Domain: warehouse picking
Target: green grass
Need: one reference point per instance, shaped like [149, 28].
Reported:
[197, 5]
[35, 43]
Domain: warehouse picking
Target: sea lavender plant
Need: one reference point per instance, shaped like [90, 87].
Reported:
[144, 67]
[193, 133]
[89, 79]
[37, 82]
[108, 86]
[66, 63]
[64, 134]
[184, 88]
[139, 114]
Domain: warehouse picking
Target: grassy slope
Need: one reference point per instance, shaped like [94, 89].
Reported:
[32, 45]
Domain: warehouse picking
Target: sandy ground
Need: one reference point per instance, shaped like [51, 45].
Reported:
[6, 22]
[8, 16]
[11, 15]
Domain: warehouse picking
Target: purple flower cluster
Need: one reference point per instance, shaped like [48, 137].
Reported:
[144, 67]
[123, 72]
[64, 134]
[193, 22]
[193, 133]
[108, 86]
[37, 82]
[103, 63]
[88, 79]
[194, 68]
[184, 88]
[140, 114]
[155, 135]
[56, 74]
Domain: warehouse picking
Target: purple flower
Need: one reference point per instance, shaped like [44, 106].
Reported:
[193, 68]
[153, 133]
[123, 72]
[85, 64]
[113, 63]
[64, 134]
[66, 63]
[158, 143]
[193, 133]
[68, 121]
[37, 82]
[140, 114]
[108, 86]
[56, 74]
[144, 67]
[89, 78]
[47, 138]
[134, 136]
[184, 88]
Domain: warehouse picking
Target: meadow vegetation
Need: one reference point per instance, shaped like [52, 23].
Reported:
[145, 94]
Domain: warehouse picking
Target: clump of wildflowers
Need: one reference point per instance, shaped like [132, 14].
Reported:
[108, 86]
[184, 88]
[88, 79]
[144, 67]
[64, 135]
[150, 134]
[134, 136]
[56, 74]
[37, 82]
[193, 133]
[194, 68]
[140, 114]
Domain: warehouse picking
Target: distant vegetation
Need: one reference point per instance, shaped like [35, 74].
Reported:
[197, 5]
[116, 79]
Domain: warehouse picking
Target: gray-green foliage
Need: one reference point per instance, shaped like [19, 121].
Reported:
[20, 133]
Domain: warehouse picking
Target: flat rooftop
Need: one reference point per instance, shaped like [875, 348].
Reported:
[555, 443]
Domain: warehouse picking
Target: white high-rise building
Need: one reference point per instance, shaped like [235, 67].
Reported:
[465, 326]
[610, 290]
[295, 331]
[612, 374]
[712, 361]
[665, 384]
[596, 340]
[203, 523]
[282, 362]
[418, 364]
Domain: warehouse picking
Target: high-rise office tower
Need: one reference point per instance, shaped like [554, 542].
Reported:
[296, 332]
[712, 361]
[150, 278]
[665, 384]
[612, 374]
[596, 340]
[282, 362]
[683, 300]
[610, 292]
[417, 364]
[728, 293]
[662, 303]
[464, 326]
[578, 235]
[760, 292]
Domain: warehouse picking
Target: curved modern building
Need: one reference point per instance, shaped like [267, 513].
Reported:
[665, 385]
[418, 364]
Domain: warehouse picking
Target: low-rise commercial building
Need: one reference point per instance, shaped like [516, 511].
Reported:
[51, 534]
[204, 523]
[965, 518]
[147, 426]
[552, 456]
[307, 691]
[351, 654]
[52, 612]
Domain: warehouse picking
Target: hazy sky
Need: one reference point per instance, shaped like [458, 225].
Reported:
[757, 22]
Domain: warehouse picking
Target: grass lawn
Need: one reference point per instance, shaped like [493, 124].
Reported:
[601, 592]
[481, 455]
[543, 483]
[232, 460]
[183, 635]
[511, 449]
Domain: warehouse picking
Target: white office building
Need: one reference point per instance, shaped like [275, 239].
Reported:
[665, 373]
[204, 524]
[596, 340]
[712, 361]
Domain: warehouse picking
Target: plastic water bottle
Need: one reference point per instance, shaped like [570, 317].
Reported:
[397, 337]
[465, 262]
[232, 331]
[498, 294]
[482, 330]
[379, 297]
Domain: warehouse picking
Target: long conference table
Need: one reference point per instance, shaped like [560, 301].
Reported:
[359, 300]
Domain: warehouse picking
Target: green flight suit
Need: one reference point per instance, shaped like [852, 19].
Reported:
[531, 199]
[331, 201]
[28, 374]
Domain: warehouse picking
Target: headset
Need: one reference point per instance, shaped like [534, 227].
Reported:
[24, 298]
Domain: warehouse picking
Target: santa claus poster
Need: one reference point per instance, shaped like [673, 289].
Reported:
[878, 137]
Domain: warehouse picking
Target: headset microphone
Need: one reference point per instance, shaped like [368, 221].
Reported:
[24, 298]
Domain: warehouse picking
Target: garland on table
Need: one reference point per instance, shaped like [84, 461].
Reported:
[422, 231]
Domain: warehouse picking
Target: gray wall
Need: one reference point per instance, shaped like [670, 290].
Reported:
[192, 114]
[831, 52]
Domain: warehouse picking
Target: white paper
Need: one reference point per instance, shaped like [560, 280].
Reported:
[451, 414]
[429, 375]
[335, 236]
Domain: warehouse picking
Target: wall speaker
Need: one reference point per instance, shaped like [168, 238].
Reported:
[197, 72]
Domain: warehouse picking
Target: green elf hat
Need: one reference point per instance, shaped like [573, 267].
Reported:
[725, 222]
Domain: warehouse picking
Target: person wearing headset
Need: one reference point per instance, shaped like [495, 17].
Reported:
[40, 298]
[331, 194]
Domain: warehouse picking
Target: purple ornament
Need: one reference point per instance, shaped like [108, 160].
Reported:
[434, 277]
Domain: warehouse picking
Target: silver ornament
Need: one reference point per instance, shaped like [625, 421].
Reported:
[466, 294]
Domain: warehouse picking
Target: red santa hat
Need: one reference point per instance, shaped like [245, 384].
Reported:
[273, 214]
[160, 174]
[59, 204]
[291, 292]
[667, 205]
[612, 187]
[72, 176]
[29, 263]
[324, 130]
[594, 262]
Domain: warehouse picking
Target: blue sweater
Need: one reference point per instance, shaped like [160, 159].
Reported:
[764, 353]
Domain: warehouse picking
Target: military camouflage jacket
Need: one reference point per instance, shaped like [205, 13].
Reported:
****************
(Do this):
Return each line of the items above that contains the string "purple".

(Answer):
Target: purple flower cluster
Target: purple flower
Target: purple ornament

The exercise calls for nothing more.